Records excerpted from a collection:
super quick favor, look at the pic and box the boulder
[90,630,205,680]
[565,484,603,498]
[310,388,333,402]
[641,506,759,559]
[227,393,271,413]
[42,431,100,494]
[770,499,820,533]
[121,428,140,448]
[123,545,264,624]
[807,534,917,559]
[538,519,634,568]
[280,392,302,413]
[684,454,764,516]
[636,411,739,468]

Problem to work on: Line by line, set the records above down again exactly.

Result of the exercise:
super quick favor, look at the pic and box the boulder
[90,630,205,680]
[565,484,603,498]
[310,388,333,402]
[641,506,759,559]
[227,393,271,413]
[42,431,100,494]
[770,499,820,533]
[121,428,140,448]
[123,545,264,624]
[807,534,917,559]
[538,519,634,568]
[280,392,302,413]
[684,454,764,516]
[636,411,739,468]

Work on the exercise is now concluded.